Work instruction. Retype the stretch from "Following that winter" through "as in Colorado." in the text below about the mid-December 2007 North American winter storms, keeping every word and punctuation mark unchanged.

Document extract.

The Mid-December 2007 North American winter storms were a series of two winter storms that affected much of central and eastern North America, from December 8 to 18, 2007. The systems affected areas from Oklahoma to Newfoundland and Labrador with freezing rain, thunderstorms, sleet, snow, damaging winds, and blizzard-like conditions in various areas. The first two storms produced copious amounts of ice across the Midwestern United States and Great Plains from December 8 to 11, knocking out power to approximately 1.5 million customers from Oklahoma north to Iowa. The second storm moved northeast, producing heavy snow across New York and New England. A third storm was responsible for a major winter storm from Kansas to the Canadian Maritimes, bringing locally record-breaking snowfalls to Ontario, an icestorm across the Appalachians, and thunderstorms and 9 tornadoes to the Southeastern United States.

The ice storms were responsible for at least 22 deaths across three states. At least 25 additional deaths were blamed on the December 15–16 Midwest and Eastern snowstorm, and its aftermath across six US States and three Canadian provinces; 1 additional death was caused by the severe weather outbreak in the Southeast.

==Meteorological synopsis==
Much of the affected areas were already hit by a significant winter storm during the weekend of December 1 and 2. Many areas had received close to three-quarters of an inch of ice from Nebraska to Illinois, causing tens of thousands of power outages and at least 16 deaths across nine states and the Canadian province of Quebec, the latter receiving a major snow storm.

Following that winter storm, a large dome of cold air penetrated the Midwest, following an Alberta clipper, which was responsible for major flooding across the Pacific Northwest and moderate snows from Alberta to Maryland. The first low-pressure system, which developed across the Southwest on December 8, produced light freezing rain throughout much of the Midwest and southern Ontario on December 9. A second stronger storm developed across the southwest on December 10 and produced significant snowfall in the higher elevations of Arizona near Flagstaff, as well as in Colorado.

Storm Ice Accumulations (Maximum By State, through 8:00 pm CST December 11, 2007)

Stored data.
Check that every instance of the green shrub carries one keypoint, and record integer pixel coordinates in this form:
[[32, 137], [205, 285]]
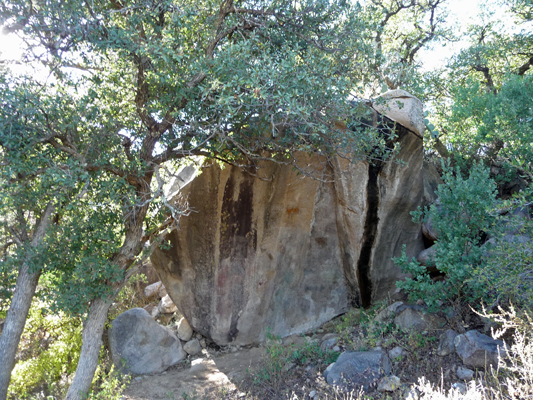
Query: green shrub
[[461, 220], [49, 351], [500, 270]]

The completed task.
Following that winter storm, a large dome of cold air penetrated the Midwest, following an Alberta clipper, which was responsible for major flooding across the Pacific Northwest and moderate snows from Alberta to Maryland. The first low-pressure system, which developed across the Southwest on December 8, produced light freezing rain throughout much of the Midwest and southern Ontario on December 9. A second stronger storm developed across the southwest on December 10 and produced significant snowfall in the higher elevations of Arizona near Flagstaff, as well as in Colorado.